◆ Description of the task
Each line of the data should be duplicated precisely.

◆ Listed entries
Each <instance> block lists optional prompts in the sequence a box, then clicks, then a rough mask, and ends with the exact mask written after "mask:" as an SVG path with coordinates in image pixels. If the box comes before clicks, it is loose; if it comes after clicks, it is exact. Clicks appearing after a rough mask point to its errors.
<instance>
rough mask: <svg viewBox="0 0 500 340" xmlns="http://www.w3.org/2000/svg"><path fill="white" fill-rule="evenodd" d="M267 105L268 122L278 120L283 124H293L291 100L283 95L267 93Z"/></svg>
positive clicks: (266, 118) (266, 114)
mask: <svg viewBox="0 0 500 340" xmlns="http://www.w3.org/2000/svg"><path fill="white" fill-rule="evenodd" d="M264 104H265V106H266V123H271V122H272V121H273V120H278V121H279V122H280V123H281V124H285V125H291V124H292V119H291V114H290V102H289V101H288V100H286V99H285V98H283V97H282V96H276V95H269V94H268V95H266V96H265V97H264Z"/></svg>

◆ Solution
Each <instance> block lists optional prompts in the sequence a box, then clicks, then a rough mask, and ends with the exact mask written after "mask:" as an SVG path with coordinates in image pixels. If the box comes before clicks, it is loose; if it comes after clicks, it is exact. Clicks appearing after a rough mask point to its errors.
<instance>
rough mask: <svg viewBox="0 0 500 340" xmlns="http://www.w3.org/2000/svg"><path fill="white" fill-rule="evenodd" d="M267 105L268 122L278 120L283 124H293L291 100L283 95L267 93Z"/></svg>
positive clicks: (266, 118) (266, 114)
mask: <svg viewBox="0 0 500 340" xmlns="http://www.w3.org/2000/svg"><path fill="white" fill-rule="evenodd" d="M264 104H265V106H266V123H271V122H272V121H273V120H278V121H279V122H280V123H281V124H285V125H291V124H292V119H291V114H290V102H289V101H288V100H286V99H285V98H283V97H282V96H276V95H269V94H268V95H266V96H265V97H264Z"/></svg>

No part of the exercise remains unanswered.